Pictures stay out of the copy. Everything else in the records must be repeated exactly.

::: Records for the exercise :::

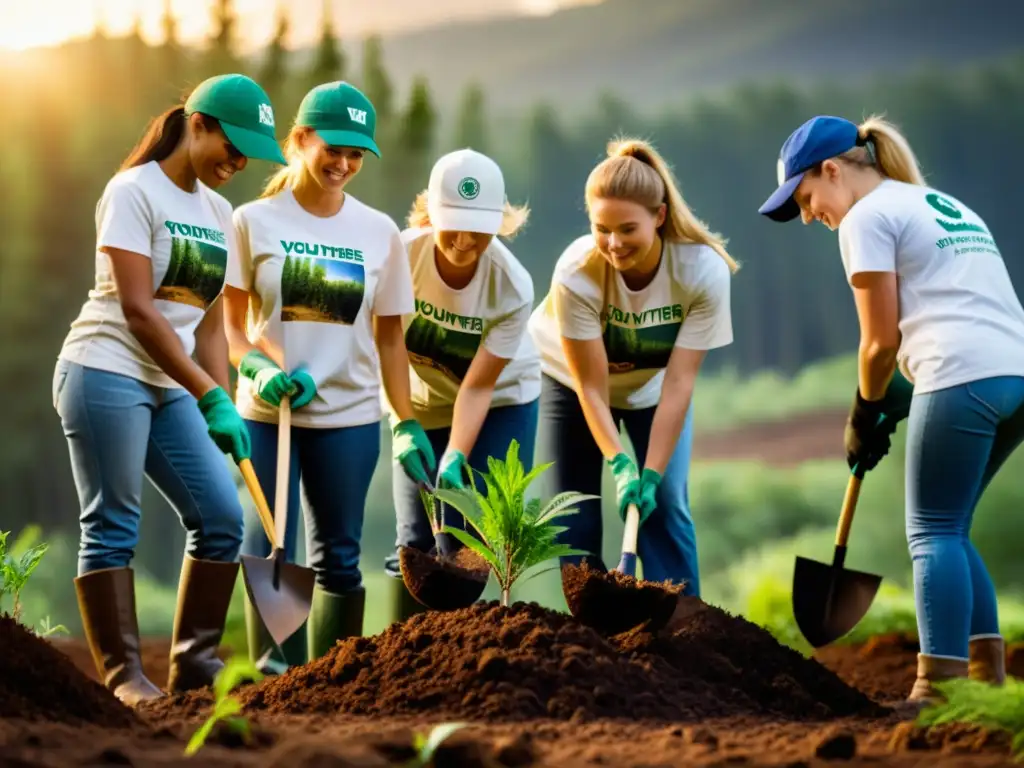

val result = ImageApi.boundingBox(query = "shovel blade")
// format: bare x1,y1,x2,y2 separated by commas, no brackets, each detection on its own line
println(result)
792,555,881,648
241,554,316,649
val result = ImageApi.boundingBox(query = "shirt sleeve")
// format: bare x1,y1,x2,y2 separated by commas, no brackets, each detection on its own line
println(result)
96,178,153,257
227,208,253,291
372,228,416,316
674,255,733,350
839,204,898,281
553,282,603,340
482,301,531,359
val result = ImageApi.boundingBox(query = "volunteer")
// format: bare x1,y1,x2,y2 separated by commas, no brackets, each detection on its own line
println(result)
53,74,286,706
382,149,540,622
528,138,738,598
759,113,1024,705
224,81,434,670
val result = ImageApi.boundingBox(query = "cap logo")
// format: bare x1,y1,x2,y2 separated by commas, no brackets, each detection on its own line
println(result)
258,103,275,128
348,107,368,126
457,176,480,200
776,157,787,185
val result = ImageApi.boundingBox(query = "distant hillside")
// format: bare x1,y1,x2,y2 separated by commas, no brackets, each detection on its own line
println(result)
312,0,1023,114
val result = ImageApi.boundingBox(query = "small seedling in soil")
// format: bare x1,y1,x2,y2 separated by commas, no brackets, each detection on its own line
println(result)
34,615,69,639
407,722,468,767
184,655,264,757
434,439,595,607
915,677,1024,759
0,528,51,623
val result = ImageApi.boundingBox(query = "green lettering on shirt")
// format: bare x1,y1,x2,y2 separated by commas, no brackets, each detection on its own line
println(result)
280,240,364,263
414,299,484,333
605,303,683,326
163,220,226,246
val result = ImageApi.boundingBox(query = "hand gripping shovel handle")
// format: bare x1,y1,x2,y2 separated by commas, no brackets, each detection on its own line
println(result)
616,504,641,576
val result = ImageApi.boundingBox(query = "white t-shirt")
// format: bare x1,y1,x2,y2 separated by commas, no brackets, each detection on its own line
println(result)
839,179,1024,394
529,234,733,410
58,161,236,389
232,189,415,429
387,227,541,430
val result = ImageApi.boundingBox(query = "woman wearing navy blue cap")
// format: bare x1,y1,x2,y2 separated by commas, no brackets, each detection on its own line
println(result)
759,113,1024,706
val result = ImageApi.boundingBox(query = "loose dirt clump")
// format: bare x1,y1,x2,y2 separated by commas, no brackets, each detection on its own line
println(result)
398,546,490,611
238,599,880,723
0,615,137,728
561,562,682,634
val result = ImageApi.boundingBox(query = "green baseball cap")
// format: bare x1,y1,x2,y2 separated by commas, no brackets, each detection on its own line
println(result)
295,81,380,157
185,74,287,165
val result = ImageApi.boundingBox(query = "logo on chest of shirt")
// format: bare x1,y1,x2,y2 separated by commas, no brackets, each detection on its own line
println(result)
404,299,484,383
927,193,1001,258
601,302,684,374
155,220,228,311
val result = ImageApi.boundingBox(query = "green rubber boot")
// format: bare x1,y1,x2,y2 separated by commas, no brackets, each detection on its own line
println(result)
385,573,429,625
307,585,366,660
243,591,307,675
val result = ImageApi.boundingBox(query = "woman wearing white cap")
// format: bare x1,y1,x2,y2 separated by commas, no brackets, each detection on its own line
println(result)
382,148,540,621
758,113,1024,706
223,81,435,667
528,137,738,598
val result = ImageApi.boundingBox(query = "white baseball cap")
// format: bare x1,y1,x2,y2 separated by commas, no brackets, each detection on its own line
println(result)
427,149,505,235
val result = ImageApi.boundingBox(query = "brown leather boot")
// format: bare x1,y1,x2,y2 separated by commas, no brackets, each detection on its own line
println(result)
167,555,239,693
73,566,165,707
969,635,1006,685
906,653,969,706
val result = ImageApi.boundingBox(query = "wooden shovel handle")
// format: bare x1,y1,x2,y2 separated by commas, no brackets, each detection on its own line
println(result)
622,503,640,555
274,396,291,549
835,473,863,548
239,459,278,548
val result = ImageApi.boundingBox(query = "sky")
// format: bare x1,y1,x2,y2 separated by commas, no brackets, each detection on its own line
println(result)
0,0,603,52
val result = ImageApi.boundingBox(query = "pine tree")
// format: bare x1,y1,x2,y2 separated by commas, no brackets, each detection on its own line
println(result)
260,2,291,98
453,82,488,154
202,0,240,76
306,0,345,87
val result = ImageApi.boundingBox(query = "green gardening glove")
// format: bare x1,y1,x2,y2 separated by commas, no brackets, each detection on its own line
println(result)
438,448,469,490
288,368,317,409
607,452,641,522
197,387,251,464
636,468,662,525
239,350,295,408
392,419,437,485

:::

- [Answer box]:
val result = ImageApi.boundingBox(query = "shovel blade")
// format: bare x1,y1,x2,y2 separated by commas, no brackets, each detection on its own line
println(result)
792,555,881,648
241,554,316,649
val result = ImageApi.boundingBox(query = "shirt sleeve")
// format: bare x1,y1,x2,y2 separated by commas, no brackets, each detection on its own line
println(result)
96,178,153,257
227,208,253,291
372,228,416,316
674,255,733,350
839,204,898,281
553,282,603,340
482,301,531,359
val result = ImageApi.boundingBox(query = "volunteer")
// format: bare x1,y1,x2,y2 separated by commas, no brackets, each detection on its own line
println(result)
53,74,286,706
382,149,540,622
528,138,738,598
759,113,1024,705
224,81,434,670
val result = ImageApi.boundingBox(query = "cap logo")
// format: bare x1,y1,x2,y2 separated by commas, no brackets, each detection on its own line
println(result)
258,103,275,128
348,107,368,126
457,176,480,200
776,157,787,185
val result = ImageApi.boundingBox(query = "distant hillside")
// format: bare x1,y1,x2,y2 separated by commas, no brackets, each detection on its own line
println(result)
312,0,1023,114
val result = ImageApi.boundingBox(query = "small seedling in soil")
// format: bare x1,y1,x2,y2 separated by commas, no brackets, each detection on its own line
println(result)
34,615,69,639
407,722,468,767
184,655,264,757
434,439,595,607
915,677,1024,759
0,528,51,623
val result = ImageApi.boundingBox(query = "green lettering on shirt")
// format: bare x1,y1,x2,y2 separated by commas, no brackets, each detection on its own line
println(result)
280,240,364,263
414,299,484,333
605,303,683,326
163,220,226,246
val result = ImageApi.boundingBox(query = "hand gripping shovel handle")
// format: bare x1,y1,x2,y2 separated by commas, no brackets, each detection on its own line
println(result)
616,504,641,576
val result = ImageApi.boundingBox(query = "white t-shirt")
// format: bare x1,y1,x2,y2 separated by commas, no brackets, each detection on its own line
println(result)
839,179,1024,394
529,234,733,410
58,161,236,389
232,189,415,429
387,227,541,430
val result = ImageApi.boundingBox(query = "woman wearing navy blue cap")
// format: bare x1,y1,x2,y2 separated by commas, no brackets, each detection on its own line
println(result)
759,113,1024,706
val result = ImageApi.boundingBox(query = "loose dirt clump")
// format: bare x1,y1,x2,y2 separated by commas, no brackets, each detection on its own line
println(result)
398,546,490,611
238,599,880,723
0,615,137,728
561,562,682,634
val result = ImageApi.boundingBox(query = "green baseball cap")
// format: bare x1,y1,x2,y2 separated by commas, no brackets, each detection on its own line
println(result)
295,81,380,157
185,74,287,165
val result = ImageApi.boundingBox(query = "logo on chest of shirt")
// format: bare x1,y1,x2,y2 separated by commas, no brackets, each detection on its own line
println(result)
404,299,484,383
927,193,1001,258
601,302,684,374
155,220,228,311
val result = ImageApi.boundingBox(query = "green rubber boot")
// format: bare x1,y1,x2,y2 separated by commas, no brackets, each detection on its own line
println(result)
385,573,429,625
307,585,366,660
243,591,307,675
val result = ImageApi.boundingBox(query = "woman wearing white cap")
// format: bare x1,y1,x2,y2 separated by commas, no brackets, each detection on its own line
println(result)
382,148,540,621
758,113,1024,706
223,81,435,667
528,137,738,598
val result = ImageApi.boundingBox(query = "white baseball cap")
// format: bare x1,y1,x2,y2 separated by commas, no brackets, each detection on its own line
println(result)
427,149,505,235
val result = ImageApi.boundingBox(query = "brown leather boot")
// format: bare x1,y1,x2,y2 separated by commas, no brackets, each detection on its own line
println(result)
167,555,239,693
73,566,165,707
969,635,1006,685
906,653,969,706
val result = ImageApi.boundingBox(query = "wooden shovel handle")
// format: bare x1,y1,x2,y2 separated by commas, no brackets, each detection on its own line
println(result)
622,503,640,555
274,396,291,549
835,473,863,548
239,459,278,548
val result = ImageApi.boundingBox(query = "sky")
// format: bare x1,y1,x2,y2 separated by commas, no brackets, each detection on its own line
println(result)
0,0,603,52
val result = ImageApi.boundingBox(query = "pine tree")
// format: bare x1,y1,x2,y2 separated by commas, no brackets, each detection on its own line
println(result)
260,2,291,98
453,82,488,154
202,0,240,76
306,0,345,87
val result = ImageApi.boundingBox(query = "green gardening glove")
// format: bare x1,y1,x2,y2 separated by commas, no brackets, each detection on its own line
println(result)
438,448,469,490
288,368,317,409
607,452,641,522
197,387,251,464
636,468,662,525
239,350,295,408
392,419,437,485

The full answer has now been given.